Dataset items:
'''

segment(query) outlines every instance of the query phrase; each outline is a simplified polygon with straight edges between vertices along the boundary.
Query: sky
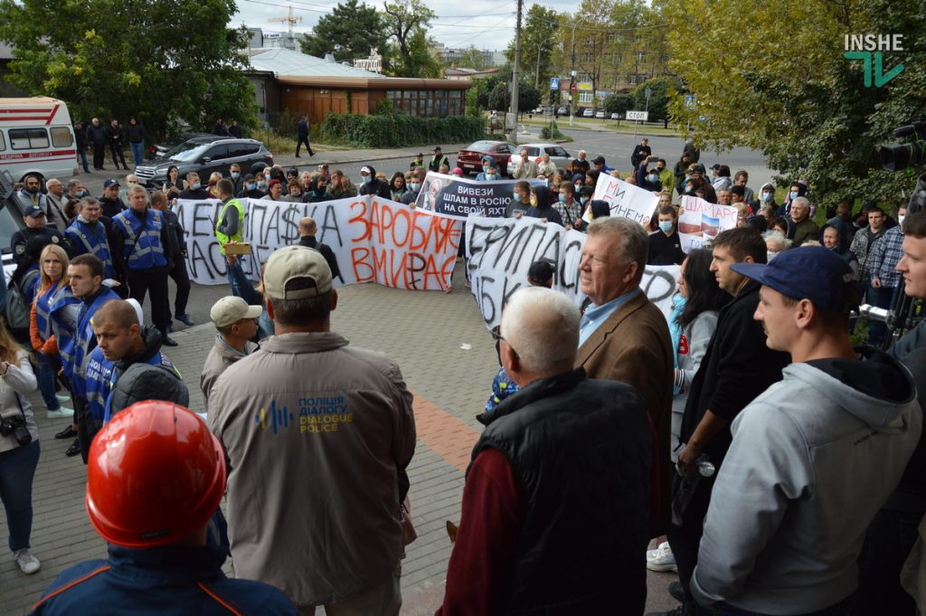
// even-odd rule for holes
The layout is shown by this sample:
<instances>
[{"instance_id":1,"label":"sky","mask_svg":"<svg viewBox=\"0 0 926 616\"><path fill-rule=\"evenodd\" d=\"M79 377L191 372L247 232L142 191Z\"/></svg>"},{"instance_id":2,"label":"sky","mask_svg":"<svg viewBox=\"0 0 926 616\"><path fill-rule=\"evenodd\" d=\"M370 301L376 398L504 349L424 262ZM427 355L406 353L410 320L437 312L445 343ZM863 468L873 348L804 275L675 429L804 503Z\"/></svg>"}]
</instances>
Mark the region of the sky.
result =
<instances>
[{"instance_id":1,"label":"sky","mask_svg":"<svg viewBox=\"0 0 926 616\"><path fill-rule=\"evenodd\" d=\"M288 29L286 23L270 22L269 19L287 17L292 6L293 16L302 18L302 21L293 27L296 32L309 31L322 15L330 13L338 5L337 0L237 0L237 3L238 13L232 20L232 25L244 23L249 28L262 28L264 31L285 31ZM382 0L365 4L382 7ZM432 23L429 36L448 47L469 47L471 44L477 49L504 51L514 36L515 11L518 9L515 0L469 0L459 5L424 0L424 4L437 16ZM557 11L569 10L572 5L565 0L544 4ZM525 14L528 6L530 4L525 3Z\"/></svg>"}]
</instances>

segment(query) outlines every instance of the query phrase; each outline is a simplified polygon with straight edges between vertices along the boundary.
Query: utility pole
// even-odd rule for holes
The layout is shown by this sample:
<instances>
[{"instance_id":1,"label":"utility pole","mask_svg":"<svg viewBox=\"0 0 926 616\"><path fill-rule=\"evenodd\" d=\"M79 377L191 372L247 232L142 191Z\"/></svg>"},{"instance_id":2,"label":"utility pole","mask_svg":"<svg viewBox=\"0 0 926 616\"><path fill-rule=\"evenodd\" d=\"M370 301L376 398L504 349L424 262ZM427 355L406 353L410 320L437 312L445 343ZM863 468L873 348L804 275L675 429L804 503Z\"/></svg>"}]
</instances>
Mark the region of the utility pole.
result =
<instances>
[{"instance_id":1,"label":"utility pole","mask_svg":"<svg viewBox=\"0 0 926 616\"><path fill-rule=\"evenodd\" d=\"M572 68L569 69L569 126L572 126L572 93L576 83L576 26L578 22L572 23Z\"/></svg>"},{"instance_id":2,"label":"utility pole","mask_svg":"<svg viewBox=\"0 0 926 616\"><path fill-rule=\"evenodd\" d=\"M515 30L515 66L511 71L511 111L514 114L515 124L511 128L508 139L512 143L518 141L518 85L520 82L520 19L524 8L524 0L518 0L518 26Z\"/></svg>"}]
</instances>

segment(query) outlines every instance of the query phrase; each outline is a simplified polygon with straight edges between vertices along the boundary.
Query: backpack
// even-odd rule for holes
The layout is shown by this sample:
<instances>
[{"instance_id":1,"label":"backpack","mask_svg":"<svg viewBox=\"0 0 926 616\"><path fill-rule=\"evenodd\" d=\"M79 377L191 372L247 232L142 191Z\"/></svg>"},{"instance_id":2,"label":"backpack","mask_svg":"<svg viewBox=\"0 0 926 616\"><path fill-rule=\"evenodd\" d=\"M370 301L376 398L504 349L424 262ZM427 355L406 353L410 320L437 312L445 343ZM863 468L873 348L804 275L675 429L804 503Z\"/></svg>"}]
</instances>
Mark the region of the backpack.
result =
<instances>
[{"instance_id":1,"label":"backpack","mask_svg":"<svg viewBox=\"0 0 926 616\"><path fill-rule=\"evenodd\" d=\"M4 315L6 318L6 327L17 342L29 342L29 314L31 307L26 303L26 293L23 289L28 289L39 276L39 270L30 271L19 283L10 281L6 287L6 306L4 307Z\"/></svg>"}]
</instances>

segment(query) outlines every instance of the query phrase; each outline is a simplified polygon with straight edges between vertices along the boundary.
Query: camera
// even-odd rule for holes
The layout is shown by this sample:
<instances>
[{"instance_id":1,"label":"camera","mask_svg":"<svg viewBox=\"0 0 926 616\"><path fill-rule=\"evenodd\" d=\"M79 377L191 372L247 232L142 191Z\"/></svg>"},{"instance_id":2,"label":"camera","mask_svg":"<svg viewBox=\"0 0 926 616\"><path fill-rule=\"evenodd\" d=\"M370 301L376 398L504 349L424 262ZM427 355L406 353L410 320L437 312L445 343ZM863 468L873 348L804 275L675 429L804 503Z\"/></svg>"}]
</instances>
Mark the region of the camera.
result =
<instances>
[{"instance_id":1,"label":"camera","mask_svg":"<svg viewBox=\"0 0 926 616\"><path fill-rule=\"evenodd\" d=\"M926 121L901 126L894 132L895 137L910 135L914 136L914 140L908 144L881 146L878 157L881 158L882 169L888 171L902 171L909 167L926 163Z\"/></svg>"},{"instance_id":2,"label":"camera","mask_svg":"<svg viewBox=\"0 0 926 616\"><path fill-rule=\"evenodd\" d=\"M29 434L29 428L26 427L26 416L21 412L19 415L0 420L0 435L9 436L10 434L20 446L32 442L32 435Z\"/></svg>"}]
</instances>

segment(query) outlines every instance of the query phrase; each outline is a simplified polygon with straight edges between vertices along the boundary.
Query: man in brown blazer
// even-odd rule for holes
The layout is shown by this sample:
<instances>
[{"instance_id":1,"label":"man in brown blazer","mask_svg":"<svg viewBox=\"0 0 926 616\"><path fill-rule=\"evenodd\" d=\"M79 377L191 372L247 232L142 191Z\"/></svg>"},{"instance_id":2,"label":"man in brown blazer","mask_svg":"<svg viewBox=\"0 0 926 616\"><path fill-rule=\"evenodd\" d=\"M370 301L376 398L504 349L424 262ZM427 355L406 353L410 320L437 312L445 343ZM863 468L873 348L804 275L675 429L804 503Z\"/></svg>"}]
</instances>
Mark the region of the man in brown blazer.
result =
<instances>
[{"instance_id":1,"label":"man in brown blazer","mask_svg":"<svg viewBox=\"0 0 926 616\"><path fill-rule=\"evenodd\" d=\"M594 220L579 265L582 290L592 304L582 316L576 366L593 379L636 388L656 429L659 465L657 534L669 528L674 470L669 443L672 409L672 346L666 318L640 288L646 264L646 232L627 218Z\"/></svg>"}]
</instances>

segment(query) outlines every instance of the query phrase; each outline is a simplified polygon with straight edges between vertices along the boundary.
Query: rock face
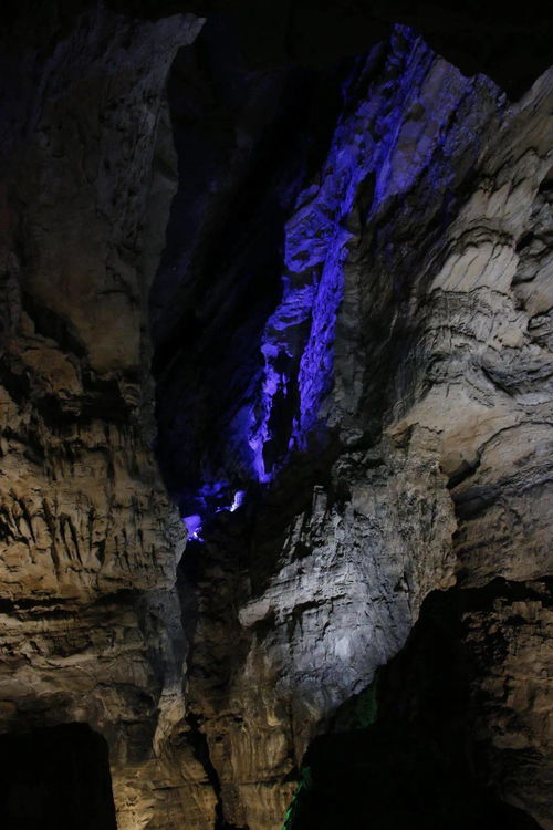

'''

EXERCISE DIRECTIONS
Count the lines in the records above that contain the string "region". Reply with the number alone.

IN RESPONSE
5